►

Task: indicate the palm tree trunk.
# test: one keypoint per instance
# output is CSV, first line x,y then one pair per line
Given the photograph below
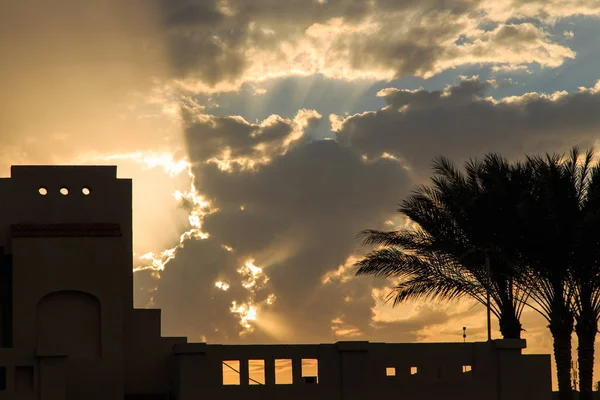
x,y
586,334
510,326
561,329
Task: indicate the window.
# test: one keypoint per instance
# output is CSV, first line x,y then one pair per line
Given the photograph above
x,y
231,372
283,372
2,378
24,378
310,370
256,372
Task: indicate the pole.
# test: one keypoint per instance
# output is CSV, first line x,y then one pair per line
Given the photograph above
x,y
488,306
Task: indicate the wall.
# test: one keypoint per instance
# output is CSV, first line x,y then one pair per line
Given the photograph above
x,y
357,370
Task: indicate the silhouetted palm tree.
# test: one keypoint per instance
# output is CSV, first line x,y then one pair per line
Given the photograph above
x,y
462,220
573,187
527,219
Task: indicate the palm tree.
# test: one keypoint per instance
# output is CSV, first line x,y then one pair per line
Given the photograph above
x,y
460,220
585,272
520,215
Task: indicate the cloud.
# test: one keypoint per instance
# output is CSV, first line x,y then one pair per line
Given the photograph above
x,y
461,122
350,40
296,216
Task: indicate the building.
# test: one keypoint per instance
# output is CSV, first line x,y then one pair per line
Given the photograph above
x,y
69,329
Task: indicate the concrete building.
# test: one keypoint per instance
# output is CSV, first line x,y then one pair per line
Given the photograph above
x,y
68,328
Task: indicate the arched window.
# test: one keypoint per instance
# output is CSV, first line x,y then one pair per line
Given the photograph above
x,y
68,323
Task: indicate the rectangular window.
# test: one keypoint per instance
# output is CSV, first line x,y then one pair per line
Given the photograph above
x,y
283,372
24,378
2,378
310,370
231,372
256,372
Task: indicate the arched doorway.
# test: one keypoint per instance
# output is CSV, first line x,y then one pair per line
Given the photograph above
x,y
68,323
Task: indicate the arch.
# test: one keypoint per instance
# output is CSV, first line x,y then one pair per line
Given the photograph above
x,y
68,323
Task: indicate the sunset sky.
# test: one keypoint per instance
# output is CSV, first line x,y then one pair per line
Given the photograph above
x,y
263,135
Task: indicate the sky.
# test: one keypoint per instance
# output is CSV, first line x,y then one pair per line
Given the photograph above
x,y
263,135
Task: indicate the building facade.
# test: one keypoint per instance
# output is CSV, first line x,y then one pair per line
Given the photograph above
x,y
69,330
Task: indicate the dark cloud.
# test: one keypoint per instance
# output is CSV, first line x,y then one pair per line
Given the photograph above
x,y
300,215
461,123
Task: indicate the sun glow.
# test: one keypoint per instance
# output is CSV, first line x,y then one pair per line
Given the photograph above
x,y
195,203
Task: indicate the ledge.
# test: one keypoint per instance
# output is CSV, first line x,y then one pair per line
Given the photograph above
x,y
65,230
189,348
352,346
510,343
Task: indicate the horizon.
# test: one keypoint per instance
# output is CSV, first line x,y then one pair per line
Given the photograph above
x,y
261,139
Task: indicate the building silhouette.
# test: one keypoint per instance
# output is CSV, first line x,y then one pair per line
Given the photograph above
x,y
69,329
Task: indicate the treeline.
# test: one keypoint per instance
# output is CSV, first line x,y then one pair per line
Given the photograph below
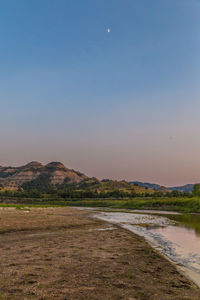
x,y
70,193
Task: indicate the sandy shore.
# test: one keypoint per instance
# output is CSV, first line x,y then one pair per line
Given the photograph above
x,y
62,253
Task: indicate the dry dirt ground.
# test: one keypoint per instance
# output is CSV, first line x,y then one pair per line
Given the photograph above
x,y
62,253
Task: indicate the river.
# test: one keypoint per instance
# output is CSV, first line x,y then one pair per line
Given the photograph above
x,y
175,235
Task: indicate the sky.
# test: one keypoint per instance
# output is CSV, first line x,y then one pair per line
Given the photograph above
x,y
122,104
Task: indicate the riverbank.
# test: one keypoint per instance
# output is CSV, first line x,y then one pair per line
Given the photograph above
x,y
187,205
179,204
63,253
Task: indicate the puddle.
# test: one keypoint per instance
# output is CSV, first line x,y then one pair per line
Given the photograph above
x,y
177,236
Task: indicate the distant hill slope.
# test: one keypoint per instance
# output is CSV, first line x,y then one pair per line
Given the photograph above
x,y
43,178
148,185
157,187
183,188
34,173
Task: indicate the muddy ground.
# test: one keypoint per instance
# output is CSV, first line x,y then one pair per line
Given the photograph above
x,y
62,253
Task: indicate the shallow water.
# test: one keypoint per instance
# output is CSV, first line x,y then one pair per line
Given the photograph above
x,y
177,236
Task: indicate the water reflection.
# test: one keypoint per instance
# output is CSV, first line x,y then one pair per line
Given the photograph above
x,y
190,221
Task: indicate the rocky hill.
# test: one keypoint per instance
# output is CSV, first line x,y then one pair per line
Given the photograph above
x,y
44,178
35,173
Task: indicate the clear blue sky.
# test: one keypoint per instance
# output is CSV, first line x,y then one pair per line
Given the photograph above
x,y
122,105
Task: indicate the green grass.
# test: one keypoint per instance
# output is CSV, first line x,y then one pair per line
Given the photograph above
x,y
170,204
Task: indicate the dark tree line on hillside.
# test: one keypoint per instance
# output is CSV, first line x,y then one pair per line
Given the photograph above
x,y
71,193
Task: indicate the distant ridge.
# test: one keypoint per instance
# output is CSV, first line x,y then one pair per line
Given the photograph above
x,y
34,173
54,175
157,187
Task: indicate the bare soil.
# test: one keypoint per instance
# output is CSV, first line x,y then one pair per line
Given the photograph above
x,y
62,253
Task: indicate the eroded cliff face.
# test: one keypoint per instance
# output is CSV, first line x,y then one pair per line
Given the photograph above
x,y
13,178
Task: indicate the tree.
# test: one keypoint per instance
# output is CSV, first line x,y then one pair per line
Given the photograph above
x,y
196,189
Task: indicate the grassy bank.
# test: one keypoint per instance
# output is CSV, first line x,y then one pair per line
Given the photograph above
x,y
62,253
172,204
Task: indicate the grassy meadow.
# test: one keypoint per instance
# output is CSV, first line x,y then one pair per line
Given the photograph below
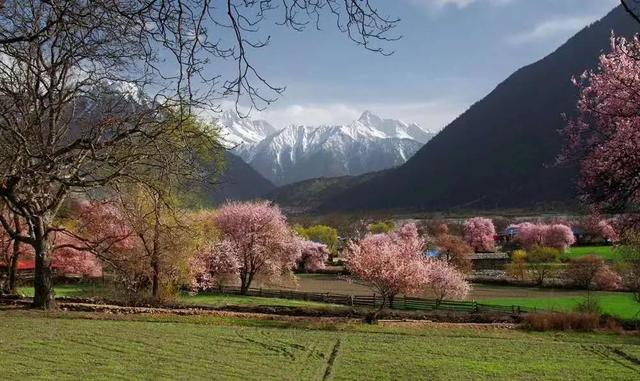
x,y
69,346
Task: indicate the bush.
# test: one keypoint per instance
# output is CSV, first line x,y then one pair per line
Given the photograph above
x,y
540,262
518,267
589,305
559,321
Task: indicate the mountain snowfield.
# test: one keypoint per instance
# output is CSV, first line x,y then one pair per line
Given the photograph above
x,y
297,153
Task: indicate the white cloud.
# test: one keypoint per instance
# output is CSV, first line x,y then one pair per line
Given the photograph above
x,y
430,114
552,29
439,4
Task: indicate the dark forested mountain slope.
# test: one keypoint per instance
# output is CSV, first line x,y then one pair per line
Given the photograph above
x,y
238,182
500,152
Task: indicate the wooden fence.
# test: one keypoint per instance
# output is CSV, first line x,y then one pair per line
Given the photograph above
x,y
400,302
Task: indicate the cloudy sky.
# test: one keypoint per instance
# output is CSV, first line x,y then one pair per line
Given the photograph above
x,y
453,52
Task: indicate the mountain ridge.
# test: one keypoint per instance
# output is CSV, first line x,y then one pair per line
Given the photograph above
x,y
497,154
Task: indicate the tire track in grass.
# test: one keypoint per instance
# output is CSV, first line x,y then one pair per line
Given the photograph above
x,y
625,356
611,354
332,359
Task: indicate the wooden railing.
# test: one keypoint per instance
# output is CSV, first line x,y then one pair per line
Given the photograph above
x,y
400,302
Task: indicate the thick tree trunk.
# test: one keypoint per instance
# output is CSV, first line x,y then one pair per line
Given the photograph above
x,y
12,286
156,280
43,285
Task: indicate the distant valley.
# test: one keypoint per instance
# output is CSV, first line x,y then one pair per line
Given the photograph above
x,y
296,152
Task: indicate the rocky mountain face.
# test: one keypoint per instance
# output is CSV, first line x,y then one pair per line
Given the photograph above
x,y
501,152
298,152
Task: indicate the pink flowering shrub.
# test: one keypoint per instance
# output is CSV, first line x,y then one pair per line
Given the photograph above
x,y
558,236
607,279
313,256
393,263
445,282
480,234
256,242
605,134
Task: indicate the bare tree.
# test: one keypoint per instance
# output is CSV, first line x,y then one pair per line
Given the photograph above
x,y
632,7
90,91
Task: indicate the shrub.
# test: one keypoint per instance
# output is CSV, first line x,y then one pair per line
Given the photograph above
x,y
518,267
480,234
558,236
589,305
381,227
455,251
560,321
540,262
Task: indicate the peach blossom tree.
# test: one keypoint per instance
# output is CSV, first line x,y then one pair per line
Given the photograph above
x,y
558,236
255,242
604,135
480,233
313,256
394,263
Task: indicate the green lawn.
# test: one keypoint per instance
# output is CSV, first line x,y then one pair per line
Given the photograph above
x,y
605,252
237,300
205,299
71,346
618,304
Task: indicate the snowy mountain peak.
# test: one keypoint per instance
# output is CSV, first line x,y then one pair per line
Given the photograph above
x,y
242,132
300,152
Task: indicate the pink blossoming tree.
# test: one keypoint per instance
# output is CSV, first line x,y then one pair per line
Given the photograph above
x,y
256,242
445,282
605,134
393,263
479,232
313,256
558,236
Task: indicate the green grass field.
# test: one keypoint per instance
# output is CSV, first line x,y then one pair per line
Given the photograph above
x,y
619,304
605,252
70,346
205,299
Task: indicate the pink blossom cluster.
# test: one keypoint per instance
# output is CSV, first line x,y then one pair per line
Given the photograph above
x,y
256,242
607,279
558,236
480,233
445,282
605,135
393,263
313,256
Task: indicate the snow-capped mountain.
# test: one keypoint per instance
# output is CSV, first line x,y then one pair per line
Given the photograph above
x,y
241,134
368,144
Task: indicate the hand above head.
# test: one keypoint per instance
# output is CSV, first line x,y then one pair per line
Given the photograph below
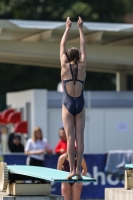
x,y
68,22
80,22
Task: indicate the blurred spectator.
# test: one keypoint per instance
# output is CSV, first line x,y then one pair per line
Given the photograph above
x,y
16,146
36,147
61,147
10,141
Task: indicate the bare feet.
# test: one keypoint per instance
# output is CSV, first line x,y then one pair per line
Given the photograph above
x,y
71,175
78,176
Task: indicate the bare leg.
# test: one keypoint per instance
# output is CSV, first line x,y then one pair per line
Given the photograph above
x,y
79,131
68,121
76,191
66,191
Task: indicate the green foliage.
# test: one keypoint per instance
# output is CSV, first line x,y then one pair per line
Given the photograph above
x,y
16,77
92,10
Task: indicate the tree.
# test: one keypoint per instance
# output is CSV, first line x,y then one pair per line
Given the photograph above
x,y
103,11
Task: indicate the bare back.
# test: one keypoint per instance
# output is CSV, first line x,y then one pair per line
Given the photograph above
x,y
73,90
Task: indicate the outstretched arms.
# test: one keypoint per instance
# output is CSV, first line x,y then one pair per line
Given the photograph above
x,y
63,56
82,41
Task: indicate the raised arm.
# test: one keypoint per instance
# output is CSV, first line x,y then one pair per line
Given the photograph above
x,y
63,57
82,41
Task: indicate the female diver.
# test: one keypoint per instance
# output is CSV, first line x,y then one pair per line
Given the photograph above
x,y
73,65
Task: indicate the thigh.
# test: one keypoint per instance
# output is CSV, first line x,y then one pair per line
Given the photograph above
x,y
66,190
68,121
40,163
32,162
76,191
80,124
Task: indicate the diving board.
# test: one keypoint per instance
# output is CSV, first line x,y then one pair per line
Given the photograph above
x,y
13,179
48,174
129,176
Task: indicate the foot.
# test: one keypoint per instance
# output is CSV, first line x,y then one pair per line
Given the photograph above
x,y
78,176
71,175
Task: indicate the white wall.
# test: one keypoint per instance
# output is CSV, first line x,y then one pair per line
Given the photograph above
x,y
105,129
38,101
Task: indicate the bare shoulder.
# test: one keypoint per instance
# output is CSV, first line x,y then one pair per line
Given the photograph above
x,y
82,64
62,157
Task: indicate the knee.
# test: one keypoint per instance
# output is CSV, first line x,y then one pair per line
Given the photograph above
x,y
65,189
71,138
78,186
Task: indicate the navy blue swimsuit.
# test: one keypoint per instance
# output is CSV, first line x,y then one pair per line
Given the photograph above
x,y
74,105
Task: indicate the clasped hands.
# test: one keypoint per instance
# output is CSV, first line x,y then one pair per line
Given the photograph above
x,y
69,22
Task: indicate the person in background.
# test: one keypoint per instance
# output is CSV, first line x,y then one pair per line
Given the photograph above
x,y
35,148
16,146
70,190
61,147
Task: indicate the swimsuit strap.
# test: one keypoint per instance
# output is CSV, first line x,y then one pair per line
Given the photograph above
x,y
71,70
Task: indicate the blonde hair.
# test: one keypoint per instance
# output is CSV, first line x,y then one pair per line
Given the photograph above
x,y
36,129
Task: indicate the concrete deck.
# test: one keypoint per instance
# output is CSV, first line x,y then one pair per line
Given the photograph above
x,y
4,196
118,194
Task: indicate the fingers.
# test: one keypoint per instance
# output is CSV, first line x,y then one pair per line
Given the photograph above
x,y
68,19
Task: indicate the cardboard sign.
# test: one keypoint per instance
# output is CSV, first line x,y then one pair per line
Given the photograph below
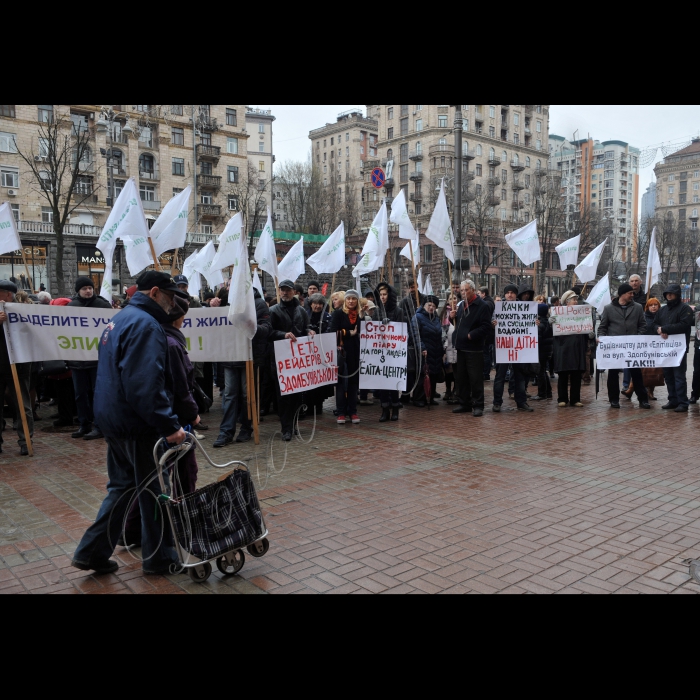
x,y
640,351
307,363
516,332
571,320
383,356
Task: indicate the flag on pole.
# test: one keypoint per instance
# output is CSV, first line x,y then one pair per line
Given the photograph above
x,y
330,257
568,252
170,229
203,264
586,271
653,263
125,220
9,238
526,243
399,215
241,297
600,294
292,265
440,229
265,253
229,248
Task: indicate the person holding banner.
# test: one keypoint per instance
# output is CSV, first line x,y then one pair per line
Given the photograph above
x,y
7,294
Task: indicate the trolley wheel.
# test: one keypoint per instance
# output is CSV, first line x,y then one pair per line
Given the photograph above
x,y
200,573
259,549
228,569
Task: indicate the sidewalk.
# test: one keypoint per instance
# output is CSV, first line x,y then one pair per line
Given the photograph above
x,y
587,500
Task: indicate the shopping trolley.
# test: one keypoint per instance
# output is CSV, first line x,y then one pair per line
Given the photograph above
x,y
215,523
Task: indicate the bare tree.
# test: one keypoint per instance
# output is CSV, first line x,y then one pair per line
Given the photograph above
x,y
61,169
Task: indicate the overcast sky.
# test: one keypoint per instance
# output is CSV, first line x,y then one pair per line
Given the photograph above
x,y
639,125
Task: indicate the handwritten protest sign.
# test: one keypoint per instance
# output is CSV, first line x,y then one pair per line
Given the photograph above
x,y
306,364
383,356
42,333
516,332
630,351
571,320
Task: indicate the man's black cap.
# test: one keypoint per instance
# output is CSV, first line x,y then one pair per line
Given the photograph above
x,y
162,280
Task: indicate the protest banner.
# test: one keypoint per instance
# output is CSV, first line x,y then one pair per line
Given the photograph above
x,y
306,364
643,351
42,333
516,332
383,356
571,320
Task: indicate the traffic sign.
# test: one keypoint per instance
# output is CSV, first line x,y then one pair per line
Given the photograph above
x,y
378,178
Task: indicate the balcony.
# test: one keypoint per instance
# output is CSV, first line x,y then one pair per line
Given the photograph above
x,y
209,181
208,152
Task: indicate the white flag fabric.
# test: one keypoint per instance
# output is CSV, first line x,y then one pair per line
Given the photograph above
x,y
257,284
193,278
526,243
568,252
600,294
399,215
170,229
125,220
138,254
653,263
586,271
440,229
330,257
229,250
9,238
241,297
406,252
265,253
203,264
292,265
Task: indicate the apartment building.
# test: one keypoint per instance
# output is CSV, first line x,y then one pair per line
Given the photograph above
x,y
601,178
164,147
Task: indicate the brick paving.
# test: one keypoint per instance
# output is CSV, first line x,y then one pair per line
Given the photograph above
x,y
568,500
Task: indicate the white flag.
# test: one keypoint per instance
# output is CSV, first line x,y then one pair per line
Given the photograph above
x,y
203,264
525,243
170,229
193,278
9,238
257,284
265,253
292,265
406,252
586,271
229,250
138,254
330,257
600,294
440,229
568,252
241,297
125,220
399,215
653,263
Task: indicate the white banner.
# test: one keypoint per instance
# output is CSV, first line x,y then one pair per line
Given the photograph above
x,y
516,332
642,351
571,320
42,333
383,356
306,364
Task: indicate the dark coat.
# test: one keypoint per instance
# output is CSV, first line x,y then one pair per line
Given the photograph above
x,y
133,398
428,334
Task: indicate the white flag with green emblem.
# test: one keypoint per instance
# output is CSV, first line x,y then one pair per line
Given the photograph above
x,y
440,228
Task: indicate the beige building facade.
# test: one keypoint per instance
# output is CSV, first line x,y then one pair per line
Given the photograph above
x,y
163,147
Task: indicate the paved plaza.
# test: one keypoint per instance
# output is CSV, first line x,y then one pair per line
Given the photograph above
x,y
589,500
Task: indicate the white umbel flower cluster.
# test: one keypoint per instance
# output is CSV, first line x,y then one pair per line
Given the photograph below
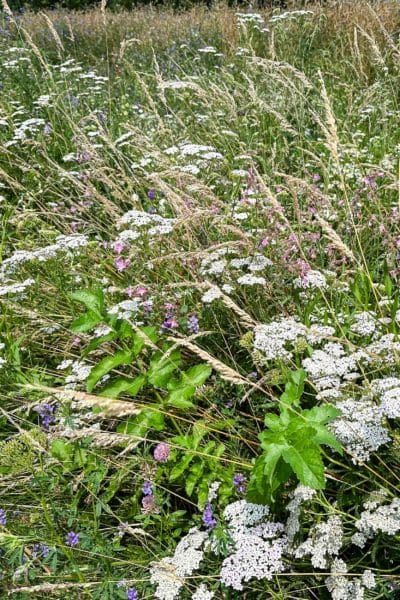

◄

REQUIRED WORK. If a line in the entries above contains "water", report it.

RESPONSE TO THIS TASK.
Task: indicate the shallow water.
Task: indicate the water reflection.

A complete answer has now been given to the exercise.